## Supplied text
==*==

A twitch of the eye.
A minuscule curl of the lip.
A slight change in posture.
It speaks volumes.
In that instant, you know whether you’re in the good books or the bad.
But sometimes it’s not as simple as that.
Words are said.
Comments are made.
And yet you know that what’s being communicated is not actually what they want to communicate … and better yet, you know exactly what’s being said, even though it isn’t being verbalised.
It’s the ability to translate the unspoken words and mannerisms that allows you to be a good husband. Or at least a husband that doesn’t get a swift kick in the balls every night for doing something wrong that they didn’t even know they’d done because women have an ability to remember – and recall – at a whim, every fault you’ve ever made for the last 60 years.
Seriously, marriage is better for keeping your brain on it’s toes than Sudoku.
But I digress.
You see the thing I can’t work out is if husbands know the best way to understand their wife is to see and hear what is trying to be said – even though they’re not saying it – why do so many planners want their audience to literally ‘spoon feed’ them the insights they want to use in their communication.

==*==

## Recorded data

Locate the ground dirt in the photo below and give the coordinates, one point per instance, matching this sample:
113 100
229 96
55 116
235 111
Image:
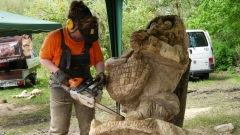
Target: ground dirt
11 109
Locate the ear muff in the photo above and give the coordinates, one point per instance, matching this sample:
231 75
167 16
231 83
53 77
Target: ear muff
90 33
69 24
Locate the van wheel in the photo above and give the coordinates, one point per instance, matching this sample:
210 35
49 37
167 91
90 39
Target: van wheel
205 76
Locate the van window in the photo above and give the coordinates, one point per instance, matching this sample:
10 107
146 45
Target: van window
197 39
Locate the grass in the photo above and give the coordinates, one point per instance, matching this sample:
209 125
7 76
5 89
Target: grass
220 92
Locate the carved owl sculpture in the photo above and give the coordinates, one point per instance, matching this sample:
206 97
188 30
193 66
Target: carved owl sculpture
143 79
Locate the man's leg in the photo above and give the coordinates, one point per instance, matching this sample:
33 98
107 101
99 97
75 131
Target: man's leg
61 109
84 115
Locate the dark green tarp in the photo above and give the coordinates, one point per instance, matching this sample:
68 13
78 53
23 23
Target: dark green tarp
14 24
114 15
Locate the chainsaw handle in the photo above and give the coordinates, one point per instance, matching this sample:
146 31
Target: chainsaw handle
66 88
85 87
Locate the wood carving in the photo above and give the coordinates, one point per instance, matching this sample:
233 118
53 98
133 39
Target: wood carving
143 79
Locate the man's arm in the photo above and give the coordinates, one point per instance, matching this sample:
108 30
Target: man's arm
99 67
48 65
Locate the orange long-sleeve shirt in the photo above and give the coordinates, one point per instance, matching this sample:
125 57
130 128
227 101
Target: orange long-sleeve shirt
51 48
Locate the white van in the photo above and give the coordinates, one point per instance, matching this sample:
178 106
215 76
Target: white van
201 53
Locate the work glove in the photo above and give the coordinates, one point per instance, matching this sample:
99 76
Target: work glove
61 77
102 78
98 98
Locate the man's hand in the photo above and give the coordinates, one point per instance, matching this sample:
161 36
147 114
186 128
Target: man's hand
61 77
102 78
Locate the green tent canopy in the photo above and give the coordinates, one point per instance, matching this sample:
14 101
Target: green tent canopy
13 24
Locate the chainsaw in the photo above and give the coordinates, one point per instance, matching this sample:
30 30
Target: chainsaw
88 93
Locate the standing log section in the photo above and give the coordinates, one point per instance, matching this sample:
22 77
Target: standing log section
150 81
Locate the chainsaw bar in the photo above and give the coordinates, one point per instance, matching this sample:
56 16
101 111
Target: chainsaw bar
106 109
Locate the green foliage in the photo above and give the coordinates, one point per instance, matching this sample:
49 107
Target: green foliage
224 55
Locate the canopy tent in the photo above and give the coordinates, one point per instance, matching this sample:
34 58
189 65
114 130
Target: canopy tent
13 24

==*==

## Written problem 1
In the passage on unspoken communication, what does the writer say marriage is better than for keeping your brain on its toes?
## Written problem 2
Please carry the passage on unspoken communication forward, picking up right after its final sentence.
The rows have nothing to do with the passage on unspoken communication.

## Reply 1
Sudoku.

## Reply 2
I’ve met more than a few planners who have a total inability to read subtext … believing that only if someone conveys their feelings and opinions is it a valid feeling or opinion.
Who teaches them that way of thinking?
I can only assume their bosses were robots because few people do that.
Not – as Henry Ford suggested, because they don’t know – but because they either cannot articulate or convey their thoughts/feelings/opinions in a way that is clear and concise or they actually want to hide it for reasons best known to themselves.
So if you know a planner who thinks insights are something that are openly shared and spouted by the respondent, the best advice I can tell you to give them is to ‘get hitched’, because where marriage is concerned, survival isn’t – as Darwin suggested – of the fittest, it’s actually being able to read what isn’t being said.